■ TEXTAUSZUG

CAMENISCH, PAUL
* 7.11.1893 ZÜRICH, † 13.12.1970 BASEL
Maler, Zeichner, Architekt.
Nach dem Tod des Vaters Johannes Camenisch lebt die Familie ab 1904 in Basel, der Heimatstadt der Mutter. Paul Camenisch verbringt die Ferien mit seinen beiden Brüdern oft bei Verwandten in Flerden (GR). Ein Onkel, Richard Camenisch, Anwalt und von 1895 bis 1904 Churer Stadtpräsident, ermöglicht ihm die Ausbildung.
1912–16 Architekturstudium an der ETH Zürich bei Karl Moser. 1916–19 als Bauführer in Deutschland, danach bis 1923 in verschiedenen Architekturbüros, vorwiegend bei Hans Bernoulli in Basel. 1921–24 Aquarelle mit fantastischen Architekturen, 1922–23 Aufenthalt auf dem Monte Verità bei Ascona.
In der Silvesternacht 1924 gründet Camenisch mit Albert Müller und Hermann Scherer in Obino die Künstlergruppe Rot-Blau, zu der später Werner Neuhaus stösst. 1925 Umzug nach Castel San Pietro, erste Gemälde. Im Sommer 1926 Aufenthalt bei Ernst Ludwig Kirchner in Davos. Nach dem Tod Müllers und Scherers wird 1928 Rot-Blau von Camenisch, Hans Stocker, Coghuf (Ernst Stocker), Otto Staiger, Charles Hindenlang und Max Sulzbachner neu gegründet.
1930 übersiedelt Camenisch nach Basel. 1933 Mitbegründer der Gruppe 33, die er von 1936–1952 präsidiert. Heirat mit Martha Hoerler. Camenischs Bildnis von Hermann Scherer, seit 1926 im Museum Folkwang Essen, wird 1937 in der berüchtigten Nazi-Ausstellung Entartete Kunst im Münchner Haus der Kunst gezeigt. 1939 Ausstellung in der Galerie de Beaune, Paris; 1941 im Bündner Kunstmuseum, Chur (mit Adrien Holy). 1944 Gründungsmitglied der Partei der Arbeit und Mitglied des Basler Grossen Rates (bis 1956).
1952 Präsident der Gesellschaft Schweiz-Sowjetunion. 1953 Reise in die UdSSR, darauf Ausschluss aus der Gruppe 33. Retrospektiven 1970 in der Kunsthalle Basel (mit Rudolf Maeglin), 1985 im Bündner Kunstmuseum in Chur und im Kunstmuseum Olten.
Der ehemalige Architekt Paul Camenisch malt 1926 im Mendrisiotto eine Reihe eindrucksvoller expressionistischer Landschaften. Ernst Ludwig Kirchner, bei dem sich Camenisch in jenem Sommer aufhält, reagiert mit Zurückhaltung auf dessen neue Arbeiten. Ende der 1920er-Jahre wandelt sich Camenischs Stil. Er malt flächige, sehr eigenwillige, bisweilen halluzinatorisch wirkende Leinwände.

■ ARBEITSAUFTRÄGE
[1] Nenne alle Personen, die laut der Kurzbiografie zu Paul Camenisch die Künstlergruppe Rot-Blau 1928 neu gründen.
[2] Übernimm aus der Kurzbiografie zu Paul Camenisch wortgetreu den Abschnitt, der mit „1952 Präsident der" einsetzt und bis einschließlich „halluzinatorisch wirkende Leinwände." reicht.
[3] Schreibe die Kurzbiografie zu Paul Camenisch im Anschluss an ihren letzten Satz weiter.

■ QUELLENMATERIAL
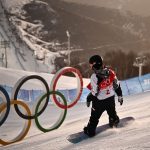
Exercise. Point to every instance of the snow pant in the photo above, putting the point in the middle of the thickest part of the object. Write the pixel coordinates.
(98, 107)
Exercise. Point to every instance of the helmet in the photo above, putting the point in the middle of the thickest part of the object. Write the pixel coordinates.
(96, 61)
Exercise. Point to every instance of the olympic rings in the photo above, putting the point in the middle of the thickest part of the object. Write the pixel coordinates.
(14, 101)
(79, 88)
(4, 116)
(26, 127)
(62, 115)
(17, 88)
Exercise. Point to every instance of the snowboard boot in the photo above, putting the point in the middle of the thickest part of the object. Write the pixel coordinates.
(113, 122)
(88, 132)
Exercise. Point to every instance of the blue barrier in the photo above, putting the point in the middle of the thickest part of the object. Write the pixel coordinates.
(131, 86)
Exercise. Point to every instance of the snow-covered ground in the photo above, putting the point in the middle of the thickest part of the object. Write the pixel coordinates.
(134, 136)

* * *

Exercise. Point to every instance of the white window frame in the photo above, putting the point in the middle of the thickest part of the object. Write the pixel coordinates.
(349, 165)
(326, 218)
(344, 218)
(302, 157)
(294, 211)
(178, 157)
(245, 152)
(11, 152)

* * *

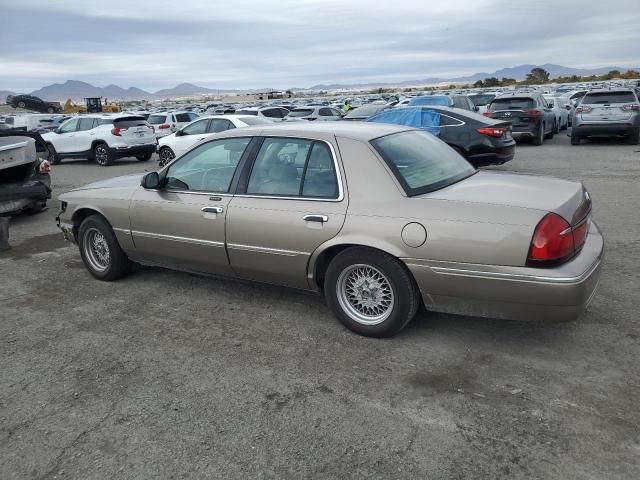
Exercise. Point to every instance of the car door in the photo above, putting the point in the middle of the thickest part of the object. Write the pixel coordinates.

■ LÖSUNGEN ZUR ÜBUNG
[1] Camenisch, Hans Stocker, Coghuf (Ernst Stocker), Otto Staiger, Charles Hindenlang, Max Sulzbachner

[2]
1952 Präsident der Gesellschaft Schweiz-Sowjetunion. 1953 Reise in die UdSSR, darauf Ausschluss aus der Gruppe 33. Retrospektiven 1970 in der Kunsthalle Basel (mit Rudolf Maeglin), 1985 im Bündner Kunstmuseum in Chur und im Kunstmuseum Olten.
Der ehemalige Architekt Paul Camenisch malt 1926 im Mendrisiotto eine Reihe eindrucksvoller expressionistischer Landschaften. Ernst Ludwig Kirchner, bei dem sich Camenisch in jenem Sommer aufhält, reagiert mit Zurückhaltung auf dessen neue Arbeiten. Ende der 1920er-Jahre wandelt sich Camenischs Stil. Er malt flächige, sehr eigenwillige, bisweilen halluzinatorisch wirkende Leinwände.

[3]
In den 1930er-Jahren werden die Gemälde kleinteiliger, naturalistischer. Die starken, expressionistischen Farben werden zurückgenommen, das Kolorit wird kreidig-trocken. Die Bilder jener Zeit zeigen idyllische Vorgärten oder aber Arbeitslose: Paul Camenisch oszilliert zwischen der gemalten bürgerlichen Idylle und dem politisch engagierten, gesellschaftskritischen Bild. Doppelbödig ist seine grossformatige Diskussion im Atelier von 1941–43 (Chur, Bündner Kunstmuseum): In ein kultiviertes bürgerliches Interieur bricht die Realität des Krieges ein. Die Aufmerksamkeit der dort versammelten Runde gilt einerseits einem zeitlos wirkenden Gemälde auf einer Staffelei – der Künstler, der daneben steht, trägt die Züge Paul Camenischs.
Gleichzeitig sind die Opfer des Krieges als Bild im Bild präsent, und auf einer aufgefalteten Europakarte kann der aktuelle Frontverlauf studiert werden. Nach seiner politisch motivierten Absetzung als Präsident der Gruppe 33 zu Beginn der 1950er-Jahre lebt Camenisch künstlerisch und persönlich in zunehmender Isolation. Ein erster ideologisch unverstellter Blick auf das vielschichtige Werk von Paul Camenisch, auf seinen eigenwilligen Beitrag zur Schweizer Kunstgeschichte des 20. Jahrhunderts, wird erst mit der Ausstellung in der Kunsthalle Basel 1970 möglich.